**What this task involves**
Leave out any pictures and transcribe all other data below exactly.

(Dataset entries)
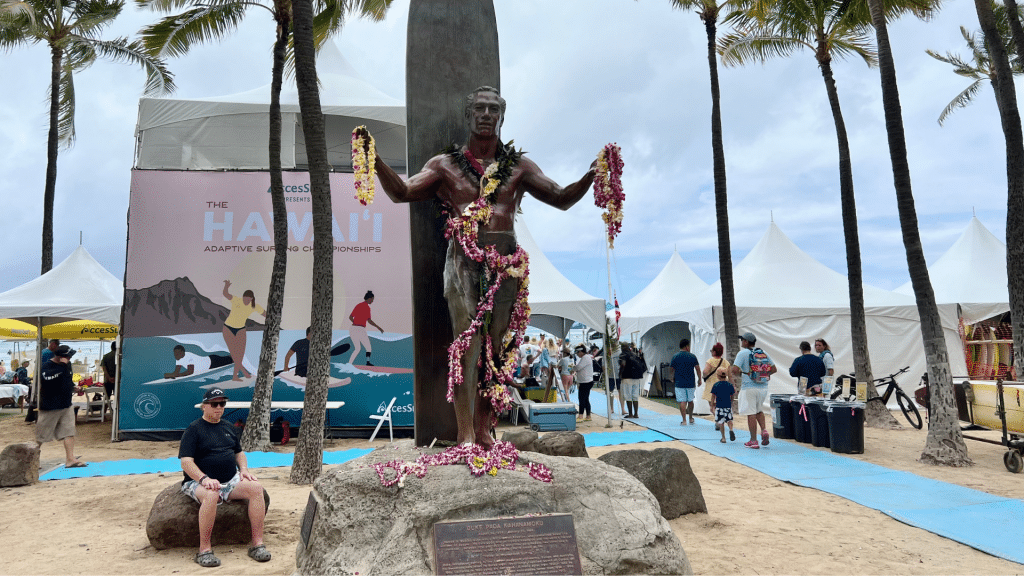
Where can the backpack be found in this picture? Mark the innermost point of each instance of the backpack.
(760, 366)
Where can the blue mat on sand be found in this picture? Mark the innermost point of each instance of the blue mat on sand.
(988, 523)
(167, 465)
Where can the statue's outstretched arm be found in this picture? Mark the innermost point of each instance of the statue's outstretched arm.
(548, 191)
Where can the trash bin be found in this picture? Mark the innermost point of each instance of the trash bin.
(846, 426)
(781, 416)
(819, 422)
(801, 419)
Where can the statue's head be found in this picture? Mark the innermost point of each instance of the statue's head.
(484, 111)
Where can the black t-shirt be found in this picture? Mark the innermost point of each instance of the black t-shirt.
(213, 447)
(55, 386)
(301, 350)
(110, 363)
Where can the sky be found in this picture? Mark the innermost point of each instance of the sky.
(577, 75)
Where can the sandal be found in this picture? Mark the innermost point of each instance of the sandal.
(207, 560)
(259, 553)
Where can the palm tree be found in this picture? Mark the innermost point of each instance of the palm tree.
(979, 69)
(71, 30)
(945, 441)
(209, 21)
(709, 11)
(1006, 97)
(309, 452)
(830, 29)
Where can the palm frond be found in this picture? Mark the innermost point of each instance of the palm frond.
(174, 36)
(739, 47)
(963, 99)
(158, 79)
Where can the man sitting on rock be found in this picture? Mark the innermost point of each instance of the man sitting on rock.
(216, 470)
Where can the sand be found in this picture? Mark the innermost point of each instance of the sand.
(755, 524)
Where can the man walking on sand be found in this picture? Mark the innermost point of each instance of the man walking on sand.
(757, 368)
(56, 417)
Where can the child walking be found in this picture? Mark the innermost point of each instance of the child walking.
(723, 392)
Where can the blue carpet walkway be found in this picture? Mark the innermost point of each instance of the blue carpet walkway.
(988, 523)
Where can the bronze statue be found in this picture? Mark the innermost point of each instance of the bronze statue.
(455, 178)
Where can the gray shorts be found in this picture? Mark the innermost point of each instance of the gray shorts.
(188, 489)
(55, 424)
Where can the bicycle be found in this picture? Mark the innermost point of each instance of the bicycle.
(906, 404)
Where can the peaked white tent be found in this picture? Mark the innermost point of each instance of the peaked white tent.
(643, 315)
(783, 296)
(78, 288)
(554, 301)
(230, 132)
(973, 274)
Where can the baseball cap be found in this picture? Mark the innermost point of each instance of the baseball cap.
(64, 351)
(212, 395)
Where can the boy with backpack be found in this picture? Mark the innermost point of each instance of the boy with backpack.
(756, 368)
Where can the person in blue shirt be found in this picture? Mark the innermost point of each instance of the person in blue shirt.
(809, 366)
(687, 377)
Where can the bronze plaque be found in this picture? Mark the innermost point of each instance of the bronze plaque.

**Exercise response**
Where can the backpack be found in this picture? Mark the innermost point of each instance of the backpack.
(760, 366)
Where can the blue mat on sand be found in this picture? Mark the innermost point of each instance of the blue mat on sand.
(988, 523)
(167, 465)
Where can the statue's outstretched arm be found in this picture? Mark the innermost point of each instance of the statue's outstretched arm.
(548, 191)
Where can the trash bin be found in this picture? Mark the innermost point of each instance of the trash bin.
(846, 426)
(781, 416)
(819, 422)
(801, 419)
Where can the statue's head be found in this picture? Mark the innermost point of each instance of the statue's head.
(484, 111)
Where can the black t-shirt be found in this picture? Mark the innermost point of each instance of the black t-shirt.
(213, 447)
(55, 386)
(301, 350)
(110, 363)
Where can the sky be found in this picture? Mark the innermost point of each instance of the sky.
(577, 75)
Where can the sandal be found in this picture? Mark the innermost point of each instance of the sandal.
(207, 560)
(259, 553)
Where can the palm tree be found in this picture? Mark the innermost point of each instance of the palm tree.
(979, 69)
(71, 30)
(945, 441)
(209, 21)
(709, 11)
(1006, 97)
(309, 452)
(830, 29)
Where can the palm frond be found in this picture? Mark the innermost point of each instance of the palm frond.
(174, 36)
(739, 47)
(963, 99)
(158, 79)
Where can the man sitting on rock be found in this picture? Mark the innermost point of each instance of the man sitting on rock.
(216, 470)
Where can the sand be found in this picture? Mark the innermost point of each instance of the sand.
(755, 524)
Where can the man walking on sand be found in this picture? Mark the innermost point of each instance of the man walking on sand.
(757, 368)
(56, 417)
Where can the child walking be found in this picture? Mark the innermost point of each instance of the child walking.
(723, 392)
Where can the blue carpet walkway be found in this picture? Mark the innermost point of each instance of the blue carpet walkway.
(988, 523)
Where can the bronze statue be found in this picture? Mark the innermost point of each instance of the bronze statue.
(455, 178)
Where can the gray shorts be found in this picture? Mark the innermost point of each instance of the gray shorts.
(188, 489)
(55, 424)
Where can the bicycle be found in this picture? Mark the innermost point of each instance of the bicycle.
(906, 404)
Where can the peaked white tent be found in this picture? Mark the innermost point of each instance of the peaked white tent.
(643, 315)
(783, 296)
(78, 288)
(554, 301)
(230, 132)
(973, 274)
Where can the baseball cap be found in this picture? Mark the innermost point of each instance of the baseball cap.
(64, 351)
(212, 395)
Where can the boy with backpack be found in this picture? Mark the innermost point of each instance of the boy with backpack.
(756, 368)
Where can the person in blue shirt be found in this picture? Mark the innermost point of each instance of the person in blue shirt.
(809, 366)
(687, 377)
Where can the bronze plaque be found in this picture? Mark the innermost point of each instance of the bronze plaque.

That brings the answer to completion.